REQUIREMENTS:
Could you pull out every line of the material below that contains the string "tall", counting only matches in the same case?
==============================
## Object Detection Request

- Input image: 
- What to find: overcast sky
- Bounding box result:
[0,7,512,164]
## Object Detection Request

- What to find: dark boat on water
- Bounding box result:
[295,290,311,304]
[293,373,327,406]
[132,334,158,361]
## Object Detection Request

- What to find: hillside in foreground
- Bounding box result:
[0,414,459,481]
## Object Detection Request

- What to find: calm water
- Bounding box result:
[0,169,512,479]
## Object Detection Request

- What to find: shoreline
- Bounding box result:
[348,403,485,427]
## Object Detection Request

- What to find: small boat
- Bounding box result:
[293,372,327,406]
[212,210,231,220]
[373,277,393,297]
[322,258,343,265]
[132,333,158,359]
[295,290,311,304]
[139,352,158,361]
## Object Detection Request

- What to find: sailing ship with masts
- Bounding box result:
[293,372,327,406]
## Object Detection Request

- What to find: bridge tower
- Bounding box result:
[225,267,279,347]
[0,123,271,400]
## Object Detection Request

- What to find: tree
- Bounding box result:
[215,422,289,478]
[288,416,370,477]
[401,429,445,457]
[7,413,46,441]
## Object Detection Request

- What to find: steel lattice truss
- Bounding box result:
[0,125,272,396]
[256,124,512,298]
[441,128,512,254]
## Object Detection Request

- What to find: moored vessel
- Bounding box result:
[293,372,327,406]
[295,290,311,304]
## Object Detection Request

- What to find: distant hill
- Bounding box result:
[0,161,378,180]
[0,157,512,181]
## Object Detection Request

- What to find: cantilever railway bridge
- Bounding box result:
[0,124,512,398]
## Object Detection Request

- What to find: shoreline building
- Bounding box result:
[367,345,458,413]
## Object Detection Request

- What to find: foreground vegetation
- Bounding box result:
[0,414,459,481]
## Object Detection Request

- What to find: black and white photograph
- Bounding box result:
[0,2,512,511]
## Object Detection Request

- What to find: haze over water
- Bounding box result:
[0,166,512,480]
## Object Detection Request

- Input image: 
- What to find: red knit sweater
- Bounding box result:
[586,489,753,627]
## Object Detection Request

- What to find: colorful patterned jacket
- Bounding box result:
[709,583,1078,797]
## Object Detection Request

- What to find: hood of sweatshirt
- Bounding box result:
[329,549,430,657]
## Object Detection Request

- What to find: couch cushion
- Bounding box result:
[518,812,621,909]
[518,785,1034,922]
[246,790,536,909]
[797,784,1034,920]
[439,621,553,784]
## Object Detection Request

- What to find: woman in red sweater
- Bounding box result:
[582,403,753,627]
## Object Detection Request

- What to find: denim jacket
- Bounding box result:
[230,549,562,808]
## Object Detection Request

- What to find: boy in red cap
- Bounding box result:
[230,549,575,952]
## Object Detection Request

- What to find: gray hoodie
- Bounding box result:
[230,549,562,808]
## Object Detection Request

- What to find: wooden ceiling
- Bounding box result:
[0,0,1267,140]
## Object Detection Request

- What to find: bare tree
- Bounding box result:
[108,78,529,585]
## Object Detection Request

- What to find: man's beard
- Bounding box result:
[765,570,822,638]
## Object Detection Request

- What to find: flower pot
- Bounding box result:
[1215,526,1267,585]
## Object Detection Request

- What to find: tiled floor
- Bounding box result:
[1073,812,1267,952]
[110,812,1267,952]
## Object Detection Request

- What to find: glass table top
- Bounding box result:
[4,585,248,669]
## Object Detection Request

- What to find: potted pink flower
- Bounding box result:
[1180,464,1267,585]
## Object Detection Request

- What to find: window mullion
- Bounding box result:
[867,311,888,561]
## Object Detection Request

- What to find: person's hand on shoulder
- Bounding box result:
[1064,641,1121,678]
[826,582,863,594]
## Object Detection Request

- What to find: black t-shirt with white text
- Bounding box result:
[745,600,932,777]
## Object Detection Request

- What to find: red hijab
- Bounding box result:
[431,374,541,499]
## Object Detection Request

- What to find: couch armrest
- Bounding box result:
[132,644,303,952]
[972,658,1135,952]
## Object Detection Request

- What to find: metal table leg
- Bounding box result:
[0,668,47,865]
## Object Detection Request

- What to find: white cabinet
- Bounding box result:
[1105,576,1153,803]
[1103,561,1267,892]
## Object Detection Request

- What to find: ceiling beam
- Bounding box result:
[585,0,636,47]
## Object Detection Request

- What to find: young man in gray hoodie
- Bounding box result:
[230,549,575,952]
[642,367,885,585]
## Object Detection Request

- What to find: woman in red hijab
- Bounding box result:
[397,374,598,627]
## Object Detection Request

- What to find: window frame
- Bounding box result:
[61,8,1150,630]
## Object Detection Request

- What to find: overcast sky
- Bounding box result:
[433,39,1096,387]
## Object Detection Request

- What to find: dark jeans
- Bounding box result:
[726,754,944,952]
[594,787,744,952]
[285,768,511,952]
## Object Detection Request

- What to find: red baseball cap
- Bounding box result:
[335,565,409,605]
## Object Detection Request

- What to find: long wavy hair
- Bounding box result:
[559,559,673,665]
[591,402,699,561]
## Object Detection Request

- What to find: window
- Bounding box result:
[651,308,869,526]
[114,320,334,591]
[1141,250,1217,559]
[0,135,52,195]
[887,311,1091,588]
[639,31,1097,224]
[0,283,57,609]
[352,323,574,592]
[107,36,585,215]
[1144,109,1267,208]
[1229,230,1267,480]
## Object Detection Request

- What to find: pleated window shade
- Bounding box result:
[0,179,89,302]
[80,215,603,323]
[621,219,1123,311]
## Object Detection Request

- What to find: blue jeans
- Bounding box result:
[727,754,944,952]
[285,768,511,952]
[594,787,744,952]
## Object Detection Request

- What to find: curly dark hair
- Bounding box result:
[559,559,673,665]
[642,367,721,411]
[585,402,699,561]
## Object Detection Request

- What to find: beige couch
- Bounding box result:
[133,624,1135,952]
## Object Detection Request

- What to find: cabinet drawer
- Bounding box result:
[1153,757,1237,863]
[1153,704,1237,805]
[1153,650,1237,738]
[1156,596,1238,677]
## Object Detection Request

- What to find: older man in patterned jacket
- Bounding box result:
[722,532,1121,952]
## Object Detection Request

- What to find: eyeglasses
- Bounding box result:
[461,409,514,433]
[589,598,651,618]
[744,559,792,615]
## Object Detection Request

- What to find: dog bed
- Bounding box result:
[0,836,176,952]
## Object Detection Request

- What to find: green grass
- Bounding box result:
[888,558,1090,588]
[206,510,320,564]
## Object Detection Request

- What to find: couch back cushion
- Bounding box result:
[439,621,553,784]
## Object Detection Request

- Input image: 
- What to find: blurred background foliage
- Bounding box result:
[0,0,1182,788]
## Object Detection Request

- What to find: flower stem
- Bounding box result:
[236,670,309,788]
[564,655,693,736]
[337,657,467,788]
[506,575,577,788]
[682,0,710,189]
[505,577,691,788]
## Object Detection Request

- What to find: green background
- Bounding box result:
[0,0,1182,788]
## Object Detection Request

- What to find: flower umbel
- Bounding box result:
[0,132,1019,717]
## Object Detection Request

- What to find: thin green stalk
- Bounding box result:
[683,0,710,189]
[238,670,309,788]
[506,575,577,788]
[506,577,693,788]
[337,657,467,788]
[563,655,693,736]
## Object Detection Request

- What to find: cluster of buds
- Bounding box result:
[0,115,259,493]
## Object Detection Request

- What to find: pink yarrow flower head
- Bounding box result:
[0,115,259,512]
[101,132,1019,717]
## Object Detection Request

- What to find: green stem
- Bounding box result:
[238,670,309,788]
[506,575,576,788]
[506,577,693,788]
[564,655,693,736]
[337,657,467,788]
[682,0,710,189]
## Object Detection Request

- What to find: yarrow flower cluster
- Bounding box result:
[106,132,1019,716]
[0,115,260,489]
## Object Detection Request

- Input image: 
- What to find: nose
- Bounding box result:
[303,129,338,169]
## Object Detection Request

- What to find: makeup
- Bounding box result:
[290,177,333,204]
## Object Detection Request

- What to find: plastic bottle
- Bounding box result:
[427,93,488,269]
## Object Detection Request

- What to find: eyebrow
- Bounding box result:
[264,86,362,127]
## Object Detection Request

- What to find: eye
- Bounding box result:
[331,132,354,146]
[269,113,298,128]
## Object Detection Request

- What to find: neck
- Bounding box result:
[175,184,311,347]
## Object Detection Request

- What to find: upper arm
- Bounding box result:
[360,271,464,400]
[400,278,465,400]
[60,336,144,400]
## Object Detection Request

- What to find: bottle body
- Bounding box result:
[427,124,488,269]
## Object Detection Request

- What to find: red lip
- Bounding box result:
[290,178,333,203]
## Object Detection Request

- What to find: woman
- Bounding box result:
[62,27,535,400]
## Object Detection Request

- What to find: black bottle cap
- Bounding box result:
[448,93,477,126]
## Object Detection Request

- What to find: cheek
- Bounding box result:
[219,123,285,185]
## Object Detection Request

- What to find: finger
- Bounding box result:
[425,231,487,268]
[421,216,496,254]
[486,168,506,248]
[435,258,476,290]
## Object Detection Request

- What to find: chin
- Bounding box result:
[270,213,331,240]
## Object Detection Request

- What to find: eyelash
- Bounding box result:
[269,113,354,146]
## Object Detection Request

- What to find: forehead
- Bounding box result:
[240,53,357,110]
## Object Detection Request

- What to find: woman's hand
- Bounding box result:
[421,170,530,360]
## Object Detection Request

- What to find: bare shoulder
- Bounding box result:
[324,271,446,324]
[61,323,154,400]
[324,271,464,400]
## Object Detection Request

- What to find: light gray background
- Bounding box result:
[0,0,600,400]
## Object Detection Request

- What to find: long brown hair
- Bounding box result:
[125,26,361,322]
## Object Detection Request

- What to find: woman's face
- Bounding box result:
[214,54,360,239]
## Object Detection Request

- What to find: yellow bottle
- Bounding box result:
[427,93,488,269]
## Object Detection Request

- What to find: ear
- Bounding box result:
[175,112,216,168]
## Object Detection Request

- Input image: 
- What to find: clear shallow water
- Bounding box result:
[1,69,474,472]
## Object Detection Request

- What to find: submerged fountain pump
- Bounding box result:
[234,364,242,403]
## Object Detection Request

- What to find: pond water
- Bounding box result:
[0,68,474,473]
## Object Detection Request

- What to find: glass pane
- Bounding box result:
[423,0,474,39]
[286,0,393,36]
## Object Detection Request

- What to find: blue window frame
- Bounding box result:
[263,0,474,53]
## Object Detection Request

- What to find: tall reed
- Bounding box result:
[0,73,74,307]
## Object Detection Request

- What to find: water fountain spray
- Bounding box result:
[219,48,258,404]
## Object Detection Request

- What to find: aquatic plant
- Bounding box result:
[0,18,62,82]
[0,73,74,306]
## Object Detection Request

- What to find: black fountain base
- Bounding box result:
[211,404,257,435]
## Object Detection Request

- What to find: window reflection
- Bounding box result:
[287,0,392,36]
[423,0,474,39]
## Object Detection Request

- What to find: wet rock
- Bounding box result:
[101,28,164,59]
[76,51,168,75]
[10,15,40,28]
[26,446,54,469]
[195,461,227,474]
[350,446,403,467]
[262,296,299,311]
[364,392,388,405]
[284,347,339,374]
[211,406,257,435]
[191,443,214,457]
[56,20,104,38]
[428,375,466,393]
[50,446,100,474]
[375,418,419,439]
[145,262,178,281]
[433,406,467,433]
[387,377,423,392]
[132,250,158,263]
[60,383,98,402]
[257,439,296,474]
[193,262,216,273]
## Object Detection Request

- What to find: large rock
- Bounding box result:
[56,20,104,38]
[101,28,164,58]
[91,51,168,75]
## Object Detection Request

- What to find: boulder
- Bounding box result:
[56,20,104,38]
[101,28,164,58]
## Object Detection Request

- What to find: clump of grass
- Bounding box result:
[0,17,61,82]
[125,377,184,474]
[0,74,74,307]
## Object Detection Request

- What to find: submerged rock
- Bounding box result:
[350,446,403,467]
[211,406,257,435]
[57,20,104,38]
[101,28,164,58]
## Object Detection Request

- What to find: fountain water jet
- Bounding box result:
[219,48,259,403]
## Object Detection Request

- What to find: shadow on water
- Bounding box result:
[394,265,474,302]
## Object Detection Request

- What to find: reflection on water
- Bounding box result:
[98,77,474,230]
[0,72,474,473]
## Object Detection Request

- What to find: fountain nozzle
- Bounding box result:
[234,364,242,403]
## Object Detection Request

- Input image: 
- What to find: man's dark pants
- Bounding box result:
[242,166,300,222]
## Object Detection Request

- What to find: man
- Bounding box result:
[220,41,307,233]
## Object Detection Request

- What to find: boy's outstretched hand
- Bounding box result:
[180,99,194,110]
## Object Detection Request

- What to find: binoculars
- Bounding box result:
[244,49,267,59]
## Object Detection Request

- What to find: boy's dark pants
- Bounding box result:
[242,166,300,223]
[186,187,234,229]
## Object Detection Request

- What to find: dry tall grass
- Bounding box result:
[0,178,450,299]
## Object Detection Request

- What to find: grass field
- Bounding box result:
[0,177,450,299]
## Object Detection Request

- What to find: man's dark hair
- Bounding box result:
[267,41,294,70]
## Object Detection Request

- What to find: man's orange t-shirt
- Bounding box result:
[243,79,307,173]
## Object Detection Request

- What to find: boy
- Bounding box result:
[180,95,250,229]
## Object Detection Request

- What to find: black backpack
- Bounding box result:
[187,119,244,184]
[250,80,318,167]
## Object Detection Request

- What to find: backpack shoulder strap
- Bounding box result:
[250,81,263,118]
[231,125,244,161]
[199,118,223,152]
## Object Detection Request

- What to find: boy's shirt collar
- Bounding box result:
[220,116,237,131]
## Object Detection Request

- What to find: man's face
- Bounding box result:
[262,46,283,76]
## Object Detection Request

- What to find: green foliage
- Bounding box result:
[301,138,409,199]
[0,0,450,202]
==============================
CORRECT RESPONSE:
- What to find: tall reed
- What to find: dry tall grass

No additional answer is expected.